[SOURCE RECORDS]

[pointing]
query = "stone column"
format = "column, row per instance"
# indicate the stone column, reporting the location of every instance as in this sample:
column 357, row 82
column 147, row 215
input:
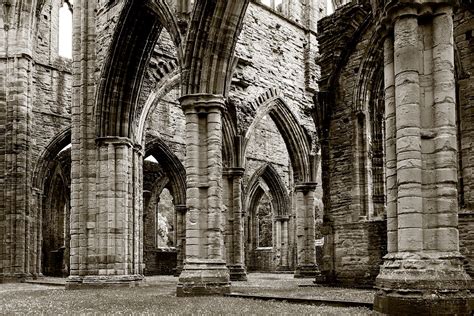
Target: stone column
column 114, row 230
column 423, row 271
column 235, row 250
column 305, row 231
column 205, row 271
column 180, row 237
column 390, row 145
column 282, row 241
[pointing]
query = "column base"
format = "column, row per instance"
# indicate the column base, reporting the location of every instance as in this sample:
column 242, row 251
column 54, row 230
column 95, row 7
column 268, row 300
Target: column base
column 177, row 271
column 14, row 278
column 203, row 278
column 307, row 272
column 423, row 284
column 103, row 281
column 237, row 272
column 284, row 268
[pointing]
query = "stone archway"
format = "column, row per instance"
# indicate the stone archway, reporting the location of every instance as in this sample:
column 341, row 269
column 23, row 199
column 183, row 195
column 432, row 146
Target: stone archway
column 304, row 162
column 265, row 183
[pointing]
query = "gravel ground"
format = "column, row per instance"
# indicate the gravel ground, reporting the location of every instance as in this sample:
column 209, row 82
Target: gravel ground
column 157, row 297
column 286, row 285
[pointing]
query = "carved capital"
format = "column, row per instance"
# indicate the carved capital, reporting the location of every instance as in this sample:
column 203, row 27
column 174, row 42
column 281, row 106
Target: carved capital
column 202, row 103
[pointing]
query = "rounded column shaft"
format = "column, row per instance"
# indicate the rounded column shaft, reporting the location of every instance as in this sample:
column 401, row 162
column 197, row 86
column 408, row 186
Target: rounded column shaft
column 408, row 123
column 204, row 271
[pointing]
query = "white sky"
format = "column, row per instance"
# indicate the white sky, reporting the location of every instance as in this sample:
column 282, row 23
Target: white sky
column 330, row 7
column 151, row 158
column 65, row 31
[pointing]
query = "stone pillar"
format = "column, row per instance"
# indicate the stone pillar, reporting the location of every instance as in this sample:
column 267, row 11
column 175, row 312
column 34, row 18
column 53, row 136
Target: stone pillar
column 113, row 235
column 282, row 229
column 305, row 231
column 180, row 237
column 235, row 249
column 205, row 271
column 17, row 86
column 390, row 147
column 423, row 271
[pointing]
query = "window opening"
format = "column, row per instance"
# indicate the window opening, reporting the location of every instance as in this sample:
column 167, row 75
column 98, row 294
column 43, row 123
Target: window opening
column 65, row 29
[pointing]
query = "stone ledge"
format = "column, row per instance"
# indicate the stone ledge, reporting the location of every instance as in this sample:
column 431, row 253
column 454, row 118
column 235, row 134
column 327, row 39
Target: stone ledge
column 396, row 304
column 103, row 281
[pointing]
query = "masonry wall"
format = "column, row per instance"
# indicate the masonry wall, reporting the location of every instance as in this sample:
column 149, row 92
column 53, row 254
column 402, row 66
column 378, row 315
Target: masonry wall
column 354, row 244
column 349, row 255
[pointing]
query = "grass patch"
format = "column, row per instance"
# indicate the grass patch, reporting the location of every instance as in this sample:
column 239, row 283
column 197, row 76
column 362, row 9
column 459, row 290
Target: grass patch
column 151, row 300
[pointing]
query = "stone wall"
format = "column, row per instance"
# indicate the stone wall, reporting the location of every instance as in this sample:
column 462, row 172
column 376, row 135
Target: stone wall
column 466, row 239
column 346, row 59
column 359, row 248
column 464, row 40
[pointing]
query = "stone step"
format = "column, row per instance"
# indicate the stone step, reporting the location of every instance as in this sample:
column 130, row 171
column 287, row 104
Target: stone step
column 307, row 301
column 50, row 282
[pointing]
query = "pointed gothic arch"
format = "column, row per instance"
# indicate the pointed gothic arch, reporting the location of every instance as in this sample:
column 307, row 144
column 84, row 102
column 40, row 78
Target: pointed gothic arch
column 139, row 27
column 280, row 198
column 297, row 139
column 172, row 167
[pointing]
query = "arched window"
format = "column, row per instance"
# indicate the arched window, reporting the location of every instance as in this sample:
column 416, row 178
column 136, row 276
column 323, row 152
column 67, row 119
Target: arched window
column 165, row 226
column 265, row 222
column 276, row 5
column 65, row 29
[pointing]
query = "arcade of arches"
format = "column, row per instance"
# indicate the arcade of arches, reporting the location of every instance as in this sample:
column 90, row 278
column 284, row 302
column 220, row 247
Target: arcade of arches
column 208, row 139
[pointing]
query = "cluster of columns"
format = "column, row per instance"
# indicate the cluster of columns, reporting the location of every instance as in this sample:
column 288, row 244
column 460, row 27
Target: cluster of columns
column 235, row 225
column 423, row 271
column 205, row 271
column 305, row 232
column 106, row 241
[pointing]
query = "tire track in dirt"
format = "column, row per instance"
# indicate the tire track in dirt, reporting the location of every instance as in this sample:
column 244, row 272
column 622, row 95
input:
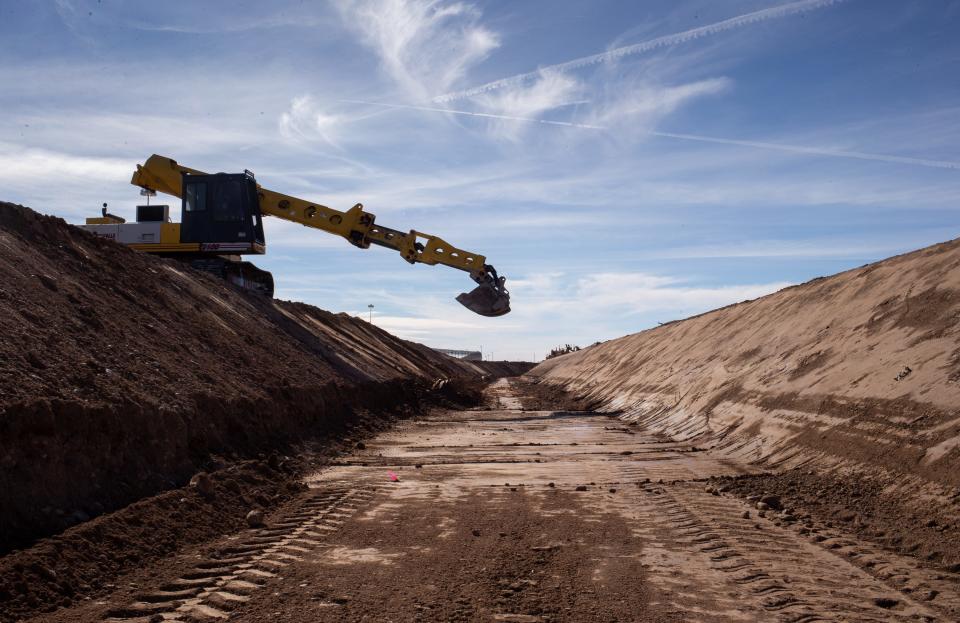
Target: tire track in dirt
column 225, row 580
column 715, row 564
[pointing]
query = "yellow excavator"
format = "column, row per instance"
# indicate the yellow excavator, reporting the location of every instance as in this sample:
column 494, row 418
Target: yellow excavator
column 221, row 219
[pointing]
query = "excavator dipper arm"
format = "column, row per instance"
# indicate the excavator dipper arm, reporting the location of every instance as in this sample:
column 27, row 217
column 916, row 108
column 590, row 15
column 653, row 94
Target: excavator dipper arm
column 489, row 298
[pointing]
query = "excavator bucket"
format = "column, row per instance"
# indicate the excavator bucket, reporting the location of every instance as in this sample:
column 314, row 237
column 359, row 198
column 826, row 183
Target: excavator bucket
column 490, row 298
column 485, row 300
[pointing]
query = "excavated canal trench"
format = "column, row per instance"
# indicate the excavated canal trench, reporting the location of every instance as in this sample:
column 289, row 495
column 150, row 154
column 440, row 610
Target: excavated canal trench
column 506, row 514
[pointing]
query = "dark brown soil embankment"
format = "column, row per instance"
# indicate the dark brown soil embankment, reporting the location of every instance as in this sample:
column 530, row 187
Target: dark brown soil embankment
column 121, row 374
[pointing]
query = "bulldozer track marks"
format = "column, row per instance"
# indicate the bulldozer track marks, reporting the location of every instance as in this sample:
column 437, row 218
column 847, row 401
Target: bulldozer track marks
column 754, row 570
column 227, row 578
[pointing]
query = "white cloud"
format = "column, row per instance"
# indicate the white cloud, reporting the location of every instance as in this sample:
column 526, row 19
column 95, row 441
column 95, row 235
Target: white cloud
column 425, row 46
column 616, row 54
column 304, row 120
column 641, row 292
column 643, row 104
column 19, row 163
column 552, row 90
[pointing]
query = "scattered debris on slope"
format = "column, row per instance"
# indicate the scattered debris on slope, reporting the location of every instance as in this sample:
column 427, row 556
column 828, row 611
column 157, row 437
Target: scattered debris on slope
column 844, row 391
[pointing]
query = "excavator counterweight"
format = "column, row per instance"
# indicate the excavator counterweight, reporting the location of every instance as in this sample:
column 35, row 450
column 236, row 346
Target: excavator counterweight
column 221, row 219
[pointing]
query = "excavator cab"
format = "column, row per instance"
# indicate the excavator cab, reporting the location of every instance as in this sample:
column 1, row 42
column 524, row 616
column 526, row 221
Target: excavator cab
column 221, row 212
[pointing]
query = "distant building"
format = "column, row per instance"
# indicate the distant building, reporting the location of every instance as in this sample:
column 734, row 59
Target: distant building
column 469, row 355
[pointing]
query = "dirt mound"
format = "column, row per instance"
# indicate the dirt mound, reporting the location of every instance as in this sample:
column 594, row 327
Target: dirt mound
column 122, row 373
column 858, row 373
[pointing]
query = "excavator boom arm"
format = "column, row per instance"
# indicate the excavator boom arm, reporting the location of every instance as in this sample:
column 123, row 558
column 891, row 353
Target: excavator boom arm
column 489, row 298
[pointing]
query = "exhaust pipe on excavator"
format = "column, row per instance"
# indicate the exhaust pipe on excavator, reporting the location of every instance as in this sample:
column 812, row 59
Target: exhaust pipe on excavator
column 491, row 298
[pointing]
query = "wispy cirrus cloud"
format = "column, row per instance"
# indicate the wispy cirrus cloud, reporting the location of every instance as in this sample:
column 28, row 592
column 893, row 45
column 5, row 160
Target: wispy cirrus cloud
column 425, row 46
column 305, row 120
column 685, row 36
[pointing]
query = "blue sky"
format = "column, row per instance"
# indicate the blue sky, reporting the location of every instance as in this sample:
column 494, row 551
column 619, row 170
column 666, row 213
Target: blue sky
column 631, row 163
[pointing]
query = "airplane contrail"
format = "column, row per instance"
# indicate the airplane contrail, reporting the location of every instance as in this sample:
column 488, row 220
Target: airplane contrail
column 797, row 149
column 816, row 151
column 469, row 113
column 667, row 40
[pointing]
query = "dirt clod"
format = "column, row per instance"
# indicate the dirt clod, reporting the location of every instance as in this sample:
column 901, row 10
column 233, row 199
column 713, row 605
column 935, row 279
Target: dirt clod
column 255, row 518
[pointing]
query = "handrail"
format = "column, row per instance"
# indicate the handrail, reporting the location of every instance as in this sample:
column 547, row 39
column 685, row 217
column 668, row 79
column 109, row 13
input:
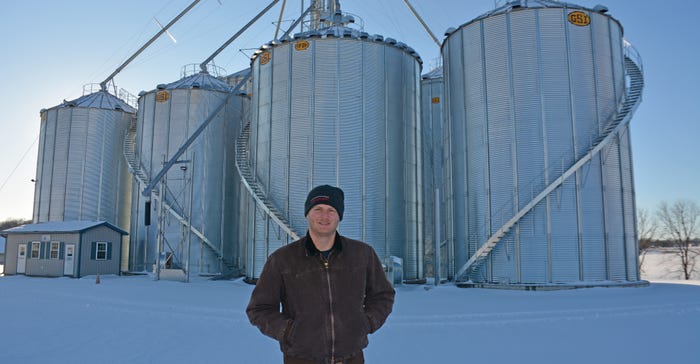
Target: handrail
column 618, row 121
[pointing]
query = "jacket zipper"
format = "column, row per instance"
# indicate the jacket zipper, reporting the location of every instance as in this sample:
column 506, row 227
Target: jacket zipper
column 330, row 303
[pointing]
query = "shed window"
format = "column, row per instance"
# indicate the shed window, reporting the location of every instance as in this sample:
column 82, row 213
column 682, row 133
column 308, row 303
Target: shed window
column 36, row 248
column 101, row 252
column 55, row 246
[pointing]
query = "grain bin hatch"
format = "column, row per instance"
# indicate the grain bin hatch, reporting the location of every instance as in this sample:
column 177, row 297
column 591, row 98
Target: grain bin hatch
column 100, row 100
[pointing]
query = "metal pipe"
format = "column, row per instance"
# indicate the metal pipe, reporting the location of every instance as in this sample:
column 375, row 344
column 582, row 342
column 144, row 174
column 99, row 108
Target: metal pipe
column 425, row 26
column 203, row 65
column 189, row 222
column 296, row 22
column 279, row 20
column 103, row 84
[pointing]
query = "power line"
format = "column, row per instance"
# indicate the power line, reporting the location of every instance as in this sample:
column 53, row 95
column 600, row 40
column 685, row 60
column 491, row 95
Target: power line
column 18, row 163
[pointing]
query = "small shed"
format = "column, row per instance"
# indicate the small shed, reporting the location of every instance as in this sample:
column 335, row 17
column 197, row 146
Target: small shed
column 2, row 251
column 63, row 248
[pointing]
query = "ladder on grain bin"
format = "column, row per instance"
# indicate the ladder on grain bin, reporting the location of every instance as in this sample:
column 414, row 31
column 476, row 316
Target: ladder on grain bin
column 618, row 122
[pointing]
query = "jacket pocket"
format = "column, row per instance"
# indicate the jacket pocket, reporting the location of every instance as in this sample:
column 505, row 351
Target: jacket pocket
column 285, row 343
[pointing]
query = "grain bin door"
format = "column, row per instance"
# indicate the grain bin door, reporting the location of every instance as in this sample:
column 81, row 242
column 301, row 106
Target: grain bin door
column 69, row 261
column 21, row 258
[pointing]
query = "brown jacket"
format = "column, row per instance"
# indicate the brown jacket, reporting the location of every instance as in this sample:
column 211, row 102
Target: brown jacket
column 328, row 307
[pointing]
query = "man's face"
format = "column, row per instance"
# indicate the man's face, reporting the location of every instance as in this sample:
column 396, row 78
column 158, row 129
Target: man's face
column 323, row 220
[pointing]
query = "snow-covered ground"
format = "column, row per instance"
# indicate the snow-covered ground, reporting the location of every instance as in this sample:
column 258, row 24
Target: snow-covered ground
column 133, row 319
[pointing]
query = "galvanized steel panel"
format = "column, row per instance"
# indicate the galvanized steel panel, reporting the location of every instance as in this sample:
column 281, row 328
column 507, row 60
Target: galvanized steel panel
column 527, row 94
column 344, row 108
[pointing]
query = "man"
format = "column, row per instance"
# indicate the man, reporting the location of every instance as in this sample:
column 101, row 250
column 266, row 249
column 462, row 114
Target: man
column 332, row 289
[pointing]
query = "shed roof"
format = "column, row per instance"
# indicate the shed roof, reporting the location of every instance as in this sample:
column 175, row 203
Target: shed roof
column 60, row 227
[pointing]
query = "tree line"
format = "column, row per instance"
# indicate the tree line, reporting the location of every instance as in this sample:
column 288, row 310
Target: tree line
column 675, row 225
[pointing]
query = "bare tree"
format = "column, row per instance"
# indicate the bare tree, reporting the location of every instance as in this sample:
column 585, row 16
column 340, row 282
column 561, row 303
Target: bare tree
column 679, row 222
column 646, row 232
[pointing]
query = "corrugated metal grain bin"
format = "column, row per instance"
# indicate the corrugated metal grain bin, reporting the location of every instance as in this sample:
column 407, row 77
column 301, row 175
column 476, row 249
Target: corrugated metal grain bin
column 530, row 91
column 200, row 189
column 81, row 171
column 337, row 106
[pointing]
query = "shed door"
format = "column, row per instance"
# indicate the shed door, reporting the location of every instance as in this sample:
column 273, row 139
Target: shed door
column 21, row 258
column 69, row 261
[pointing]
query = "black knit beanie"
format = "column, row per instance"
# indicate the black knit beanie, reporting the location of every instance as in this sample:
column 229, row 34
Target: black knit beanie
column 327, row 195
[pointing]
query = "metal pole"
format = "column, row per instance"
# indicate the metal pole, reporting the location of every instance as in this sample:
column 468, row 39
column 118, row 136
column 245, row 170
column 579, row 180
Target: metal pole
column 103, row 84
column 437, row 265
column 279, row 20
column 425, row 26
column 203, row 65
column 159, row 239
column 189, row 222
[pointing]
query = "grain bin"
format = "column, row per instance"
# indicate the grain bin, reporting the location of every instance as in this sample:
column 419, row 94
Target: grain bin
column 539, row 95
column 335, row 106
column 199, row 191
column 81, row 172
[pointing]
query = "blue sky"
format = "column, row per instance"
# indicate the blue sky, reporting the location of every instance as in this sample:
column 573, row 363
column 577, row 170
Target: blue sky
column 51, row 49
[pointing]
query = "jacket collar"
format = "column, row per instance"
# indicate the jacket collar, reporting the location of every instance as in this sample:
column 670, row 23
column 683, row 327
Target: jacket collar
column 311, row 248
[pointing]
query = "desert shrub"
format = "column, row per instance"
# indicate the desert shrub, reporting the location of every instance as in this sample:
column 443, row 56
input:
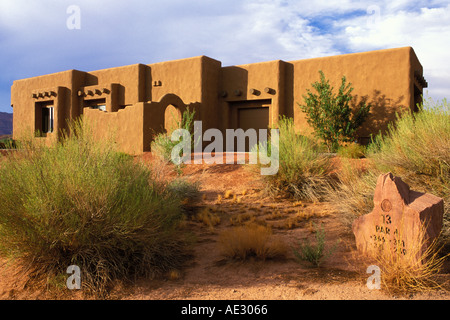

[/SOURCE RECORDS]

Your task is to restate, word for word, only those lines above that fall between the line holding "column 123, row 558" and the line holding "column 5, row 160", inclusive.

## SOLVED EXERCISE
column 123, row 558
column 891, row 353
Target: excavator boom arm
column 489, row 298
[pointing]
query = "exhaust pipe on excavator"
format = "column, row per instance"
# indicate the exhaust pipe on excavator, reporting the location of every instance as in this sample:
column 812, row 59
Target: exhaust pipe on excavator
column 491, row 298
[pointing]
query = "wispy cirrus cloud"
format = "column, row per instance"
# indicate the wispy cirrus cloud, reporting the location of every instance as in this sample:
column 28, row 592
column 893, row 45
column 5, row 160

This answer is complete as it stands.